• **Work instruction**
Which of the lines in the records below hold the string "identify"? Copy every one of them.

(Image-grounded pointing data)
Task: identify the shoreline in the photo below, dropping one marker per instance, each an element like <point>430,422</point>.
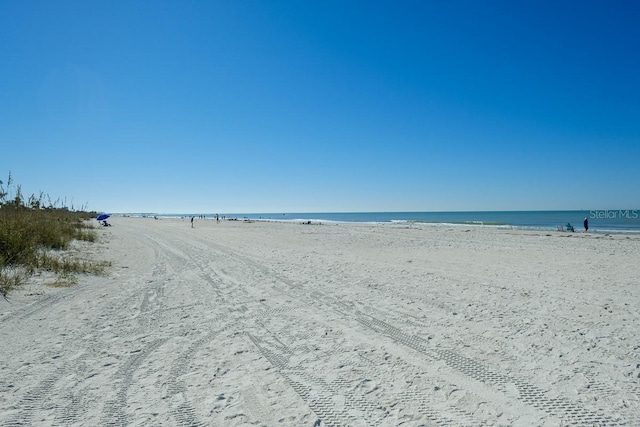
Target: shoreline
<point>274,323</point>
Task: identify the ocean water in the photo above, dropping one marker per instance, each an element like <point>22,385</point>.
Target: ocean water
<point>600,221</point>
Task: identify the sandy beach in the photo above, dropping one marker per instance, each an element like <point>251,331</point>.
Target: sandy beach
<point>283,324</point>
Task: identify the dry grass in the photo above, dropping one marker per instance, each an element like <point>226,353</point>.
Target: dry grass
<point>34,237</point>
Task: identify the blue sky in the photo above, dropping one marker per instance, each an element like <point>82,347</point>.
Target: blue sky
<point>308,106</point>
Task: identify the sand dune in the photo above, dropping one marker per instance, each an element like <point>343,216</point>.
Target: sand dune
<point>270,324</point>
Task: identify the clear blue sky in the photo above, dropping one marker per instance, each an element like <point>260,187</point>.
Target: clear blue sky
<point>306,106</point>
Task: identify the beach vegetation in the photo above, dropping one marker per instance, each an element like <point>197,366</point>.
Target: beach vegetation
<point>36,234</point>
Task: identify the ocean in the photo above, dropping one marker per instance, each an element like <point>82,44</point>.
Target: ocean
<point>600,221</point>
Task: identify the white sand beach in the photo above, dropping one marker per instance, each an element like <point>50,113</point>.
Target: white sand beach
<point>284,324</point>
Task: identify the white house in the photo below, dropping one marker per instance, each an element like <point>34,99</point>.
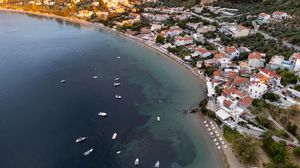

• **Response area**
Task: identify the shoreline in the photo below, dropping one marker per instance, each an element like <point>430,422</point>.
Task: identify the ocean water in the photo above, dropping one marker per instance, each an element like <point>22,385</point>.
Task: identify the sandy beach in the photo above, dropping one marker per instance, each an element like <point>251,331</point>.
Task: identify the dry grass in the photo above, dropping one marker per instance, each an element like <point>226,353</point>.
Task: identify the blue sky in the photo above, dropping one marker per instance, each an element like <point>82,347</point>.
Task: identify the sand dune in the photo above, dropping one marker per instance, each an element like <point>343,216</point>.
Task: identify the clear blue sky in the photo above, dropping one marker per instance, each an element like <point>260,187</point>.
Task: identify the beach vegetation in the photo above, dropping one marker per instance, each an element like <point>197,366</point>.
Task: identify the ocean in the photo above, dropping one marker per instance, each an element like <point>82,44</point>.
Task: identify the white sand beach in the photo above, dropping one marker per instance, each an element like <point>50,113</point>.
Task: identify the white house in the photo below, dropping one marker per instance, each an element like <point>34,99</point>.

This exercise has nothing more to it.